» PROBLEM TO SOLVE
Print all of the records below, copying every line word for word.

» DATA FOR THIS EXERCISE
[BEGIN]
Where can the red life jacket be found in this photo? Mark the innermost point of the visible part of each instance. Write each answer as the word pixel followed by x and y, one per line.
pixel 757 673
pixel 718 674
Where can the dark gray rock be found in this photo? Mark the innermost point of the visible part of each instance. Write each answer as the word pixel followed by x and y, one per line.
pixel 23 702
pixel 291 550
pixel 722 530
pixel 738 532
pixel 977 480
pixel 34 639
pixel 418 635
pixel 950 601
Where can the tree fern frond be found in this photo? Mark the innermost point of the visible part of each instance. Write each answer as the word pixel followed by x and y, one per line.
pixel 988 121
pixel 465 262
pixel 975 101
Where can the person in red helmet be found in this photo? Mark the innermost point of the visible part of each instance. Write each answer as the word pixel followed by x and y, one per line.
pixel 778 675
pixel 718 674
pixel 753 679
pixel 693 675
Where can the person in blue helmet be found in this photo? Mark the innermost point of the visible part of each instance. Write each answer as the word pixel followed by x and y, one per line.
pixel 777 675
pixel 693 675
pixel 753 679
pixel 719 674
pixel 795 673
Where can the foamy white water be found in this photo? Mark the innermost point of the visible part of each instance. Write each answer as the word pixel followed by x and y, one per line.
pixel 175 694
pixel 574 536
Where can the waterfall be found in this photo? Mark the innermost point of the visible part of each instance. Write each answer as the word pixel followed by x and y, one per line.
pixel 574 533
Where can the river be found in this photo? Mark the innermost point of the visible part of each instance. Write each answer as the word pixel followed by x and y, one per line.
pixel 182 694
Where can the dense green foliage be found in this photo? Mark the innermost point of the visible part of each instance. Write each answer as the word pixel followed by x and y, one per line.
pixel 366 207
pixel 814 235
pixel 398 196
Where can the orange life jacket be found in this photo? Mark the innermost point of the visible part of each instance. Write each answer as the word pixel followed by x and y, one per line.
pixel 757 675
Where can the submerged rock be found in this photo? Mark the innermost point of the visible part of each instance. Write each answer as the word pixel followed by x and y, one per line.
[END]
» RESPONSE BELOW
Where can the red life jacket be found in this photo? Mark the innermost point of the visible part of each instance. Write each answer as the word pixel followed by x and y, one per line.
pixel 757 673
pixel 718 674
Where can the dark gray rock be found in this photo? Mark the innermost point of the visible part of each instance. Write each answer as the word pixel followed by x and y, one per line.
pixel 23 702
pixel 291 550
pixel 722 530
pixel 738 532
pixel 977 480
pixel 34 639
pixel 418 635
pixel 950 601
Where can the tree fern frond be found in this photo? Mark the innermost point of the visible part of each instance. Write each answer as the word pixel followed by x and y, one per line.
pixel 988 121
pixel 465 262
pixel 975 101
Where can the person in red helmet be found in this photo? Mark the innermost point of the visible part of each instance. Write each answer as the word pixel followed by x and y, one per line.
pixel 778 675
pixel 718 674
pixel 753 679
pixel 693 675
Where can the person in blue helmet be found in this photo? Mark the innermost point of the visible part of each instance. Write each answer as the word pixel followed by x and y, one per line.
pixel 777 675
pixel 693 675
pixel 753 679
pixel 719 674
pixel 795 673
Where can the foamy white water be found in this photo? Mark the innermost point of the visible part of each instance. Write each answer as the word pixel followed by x and y, one per line.
pixel 175 694
pixel 574 536
Where can the waterfall be found in this photo? Mark the innermost point of the visible part of each instance. Write each answer as the word pixel followed by x and y, one per line.
pixel 574 533
Where can the river be found in this photo? Mark the innermost point of the visible part of each instance. Write each answer as the word pixel followed by x and y, one per line.
pixel 182 694
Where can the dense green foliage be found in this photo? Mark the innermost point of the visible part of each instance. Write each answer as the word pixel followed by x and y, one per line.
pixel 366 207
pixel 814 235
pixel 398 196
Where can the orange life jacket be found in this photo? Mark the innermost point of the visible part of each instance. Write each answer as the word pixel followed by x and y, one per line.
pixel 757 675
Where can the submerged rock be found in this photo? Mark the innermost point of the visible part of each instance. Write each answer as the word pixel followed by x and y, one per line.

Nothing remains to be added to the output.